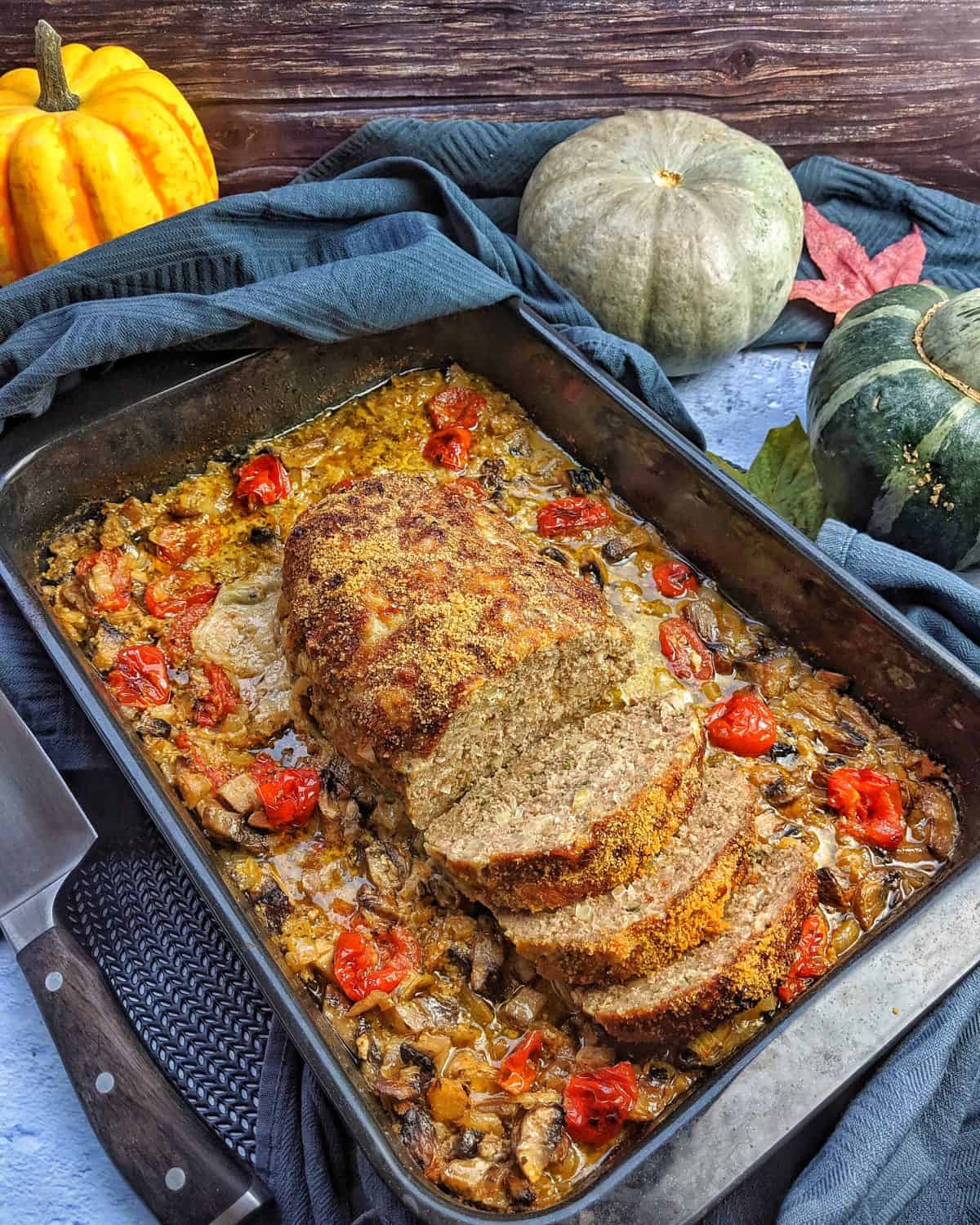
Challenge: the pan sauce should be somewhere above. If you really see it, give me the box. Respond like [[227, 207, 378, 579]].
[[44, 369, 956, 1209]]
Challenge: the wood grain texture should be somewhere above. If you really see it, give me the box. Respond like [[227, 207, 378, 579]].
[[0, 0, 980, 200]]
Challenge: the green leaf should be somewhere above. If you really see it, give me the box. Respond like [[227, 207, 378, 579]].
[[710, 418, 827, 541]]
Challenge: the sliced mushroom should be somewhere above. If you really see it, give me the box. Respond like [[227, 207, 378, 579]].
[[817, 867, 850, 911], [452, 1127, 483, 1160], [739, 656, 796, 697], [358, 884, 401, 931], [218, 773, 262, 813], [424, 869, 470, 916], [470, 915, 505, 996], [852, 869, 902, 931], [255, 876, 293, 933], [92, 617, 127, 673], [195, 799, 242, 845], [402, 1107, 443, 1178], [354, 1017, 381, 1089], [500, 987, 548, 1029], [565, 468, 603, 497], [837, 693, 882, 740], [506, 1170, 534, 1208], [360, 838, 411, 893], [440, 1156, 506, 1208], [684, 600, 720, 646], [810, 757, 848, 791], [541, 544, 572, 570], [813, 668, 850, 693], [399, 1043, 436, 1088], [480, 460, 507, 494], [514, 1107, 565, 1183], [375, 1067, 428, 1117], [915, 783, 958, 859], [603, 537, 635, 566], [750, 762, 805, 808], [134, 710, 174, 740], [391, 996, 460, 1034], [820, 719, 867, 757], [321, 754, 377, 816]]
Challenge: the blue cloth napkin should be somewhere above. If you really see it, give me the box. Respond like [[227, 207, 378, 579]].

########

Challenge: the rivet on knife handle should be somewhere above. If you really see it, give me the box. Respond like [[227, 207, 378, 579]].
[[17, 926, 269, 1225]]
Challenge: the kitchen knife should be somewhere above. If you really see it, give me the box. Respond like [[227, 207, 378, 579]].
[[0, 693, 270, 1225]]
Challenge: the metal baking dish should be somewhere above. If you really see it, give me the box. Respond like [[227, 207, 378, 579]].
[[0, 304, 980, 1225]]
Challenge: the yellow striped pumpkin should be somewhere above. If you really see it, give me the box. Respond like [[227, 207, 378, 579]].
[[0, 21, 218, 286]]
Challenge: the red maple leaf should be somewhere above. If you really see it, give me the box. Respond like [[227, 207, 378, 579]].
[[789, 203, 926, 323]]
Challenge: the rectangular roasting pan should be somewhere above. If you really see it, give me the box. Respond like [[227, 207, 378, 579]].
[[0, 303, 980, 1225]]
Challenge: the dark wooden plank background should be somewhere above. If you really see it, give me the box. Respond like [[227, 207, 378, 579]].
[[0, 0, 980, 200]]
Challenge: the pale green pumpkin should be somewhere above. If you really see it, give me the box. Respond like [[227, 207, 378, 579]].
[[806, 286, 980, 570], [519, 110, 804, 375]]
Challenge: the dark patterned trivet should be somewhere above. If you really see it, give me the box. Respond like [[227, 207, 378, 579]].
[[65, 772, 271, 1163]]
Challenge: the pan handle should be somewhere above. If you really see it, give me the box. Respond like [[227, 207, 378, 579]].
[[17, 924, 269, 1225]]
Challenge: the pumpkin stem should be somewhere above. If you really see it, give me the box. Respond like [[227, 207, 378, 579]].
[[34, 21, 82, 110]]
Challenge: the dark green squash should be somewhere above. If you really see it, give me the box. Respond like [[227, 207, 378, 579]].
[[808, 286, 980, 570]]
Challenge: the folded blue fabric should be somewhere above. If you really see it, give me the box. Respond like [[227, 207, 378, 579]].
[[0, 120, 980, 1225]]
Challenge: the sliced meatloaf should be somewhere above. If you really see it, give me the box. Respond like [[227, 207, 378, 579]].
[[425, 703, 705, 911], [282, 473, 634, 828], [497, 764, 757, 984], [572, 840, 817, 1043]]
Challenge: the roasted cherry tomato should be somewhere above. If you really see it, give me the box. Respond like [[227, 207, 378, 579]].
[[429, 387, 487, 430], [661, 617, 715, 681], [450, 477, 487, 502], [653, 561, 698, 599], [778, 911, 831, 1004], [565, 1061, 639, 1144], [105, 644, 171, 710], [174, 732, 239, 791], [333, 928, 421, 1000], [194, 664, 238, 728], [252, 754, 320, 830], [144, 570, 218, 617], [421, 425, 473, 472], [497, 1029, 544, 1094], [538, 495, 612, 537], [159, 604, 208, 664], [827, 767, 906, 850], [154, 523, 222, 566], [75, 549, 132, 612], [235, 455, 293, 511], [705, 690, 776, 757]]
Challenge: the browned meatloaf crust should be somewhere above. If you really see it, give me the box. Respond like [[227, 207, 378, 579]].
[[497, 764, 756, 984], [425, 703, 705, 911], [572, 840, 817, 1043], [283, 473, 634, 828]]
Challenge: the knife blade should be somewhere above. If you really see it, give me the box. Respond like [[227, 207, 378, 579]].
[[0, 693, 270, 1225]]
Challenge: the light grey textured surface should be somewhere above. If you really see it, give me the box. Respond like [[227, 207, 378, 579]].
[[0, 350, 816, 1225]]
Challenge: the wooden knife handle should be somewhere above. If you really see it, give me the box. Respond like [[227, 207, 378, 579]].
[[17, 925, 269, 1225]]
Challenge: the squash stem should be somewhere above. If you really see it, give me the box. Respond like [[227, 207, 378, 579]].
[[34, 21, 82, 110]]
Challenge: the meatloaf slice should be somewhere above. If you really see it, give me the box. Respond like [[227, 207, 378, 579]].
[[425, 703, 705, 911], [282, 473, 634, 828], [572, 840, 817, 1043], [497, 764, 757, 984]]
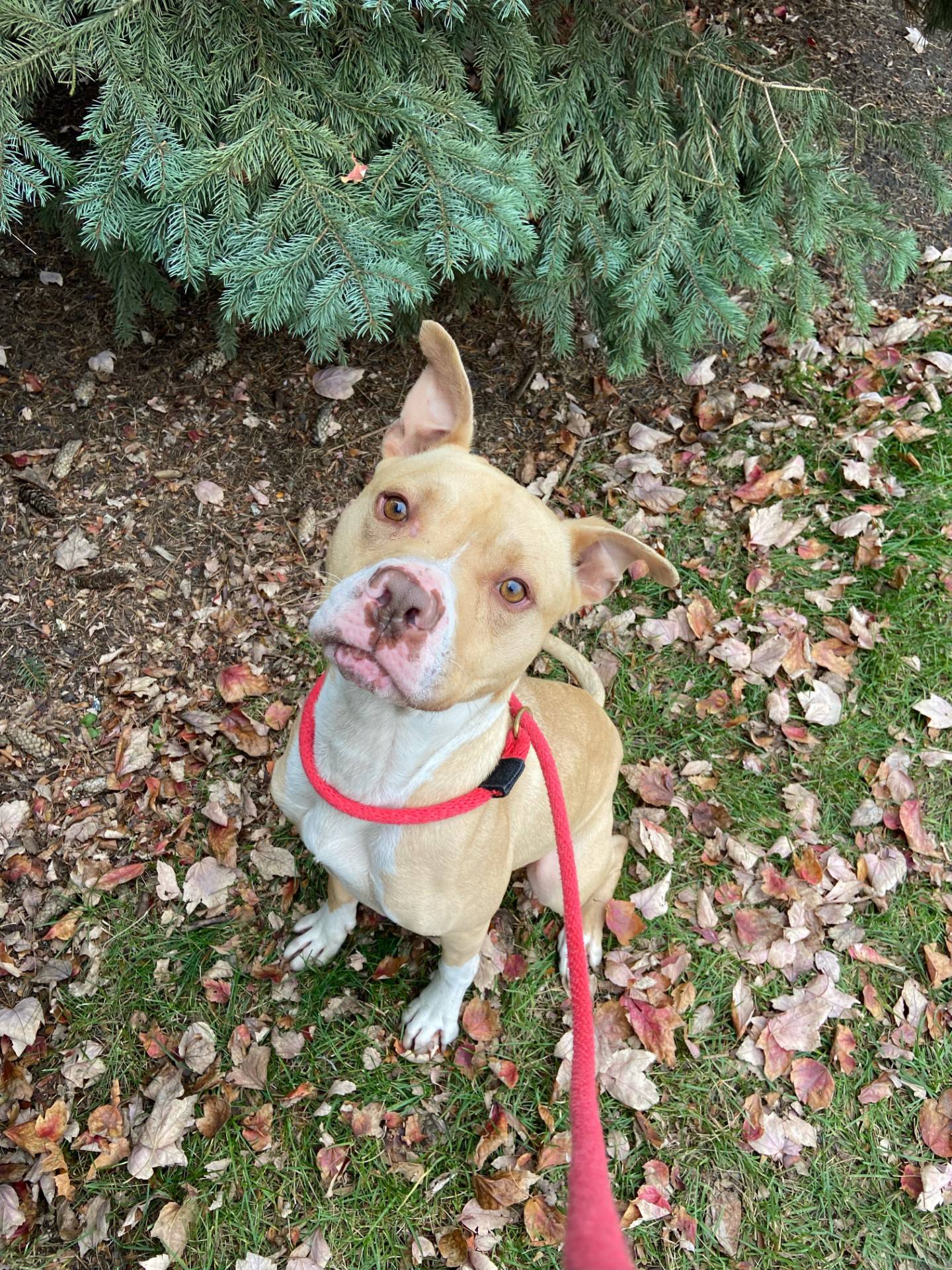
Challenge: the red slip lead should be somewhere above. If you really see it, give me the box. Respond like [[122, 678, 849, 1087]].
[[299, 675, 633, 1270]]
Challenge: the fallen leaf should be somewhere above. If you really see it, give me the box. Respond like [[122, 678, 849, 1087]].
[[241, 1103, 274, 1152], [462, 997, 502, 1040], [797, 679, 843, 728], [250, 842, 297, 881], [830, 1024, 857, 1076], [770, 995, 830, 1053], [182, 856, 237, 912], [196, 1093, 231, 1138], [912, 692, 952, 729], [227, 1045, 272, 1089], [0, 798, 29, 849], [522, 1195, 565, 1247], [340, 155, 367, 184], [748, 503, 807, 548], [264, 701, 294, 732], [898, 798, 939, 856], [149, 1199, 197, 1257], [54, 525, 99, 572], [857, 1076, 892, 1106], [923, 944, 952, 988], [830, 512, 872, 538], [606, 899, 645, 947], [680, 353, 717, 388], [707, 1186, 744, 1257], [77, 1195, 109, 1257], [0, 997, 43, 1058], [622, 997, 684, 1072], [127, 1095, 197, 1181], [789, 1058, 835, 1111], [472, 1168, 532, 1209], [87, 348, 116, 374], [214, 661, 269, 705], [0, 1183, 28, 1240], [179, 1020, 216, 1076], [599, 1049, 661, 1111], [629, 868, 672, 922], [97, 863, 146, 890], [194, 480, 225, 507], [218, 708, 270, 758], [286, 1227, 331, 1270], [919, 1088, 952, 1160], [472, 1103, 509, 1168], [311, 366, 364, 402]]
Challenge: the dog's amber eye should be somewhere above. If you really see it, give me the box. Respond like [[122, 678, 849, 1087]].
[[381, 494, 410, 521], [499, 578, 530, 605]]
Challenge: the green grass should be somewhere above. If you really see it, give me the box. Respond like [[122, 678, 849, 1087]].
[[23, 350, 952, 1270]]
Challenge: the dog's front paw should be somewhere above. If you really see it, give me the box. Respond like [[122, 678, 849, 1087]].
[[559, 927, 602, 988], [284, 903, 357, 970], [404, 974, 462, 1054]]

########

:: INSTRUCTIONS TO FOLLOW ::
Copy the data word for word, starting at the line that contains "Challenge: the pan sauce" and ending at the line that contains "[[710, 418, 827, 541]]", both lines included.

:: THE COMPLETED TASK ::
Challenge: the pan sauce should be somewhere above. If you really see it, give me the box. Respond like [[227, 207, 378, 579]].
[[44, 369, 956, 1209]]
Challenge: the wood grain texture should be somewhere above. If you really see it, give me the box. Respond like [[227, 207, 378, 579]].
[[0, 0, 980, 200]]
Challenge: the green leaf should be somewhere above. If you really see it, give me the box. Respond like [[227, 207, 378, 579]].
[[710, 418, 827, 541]]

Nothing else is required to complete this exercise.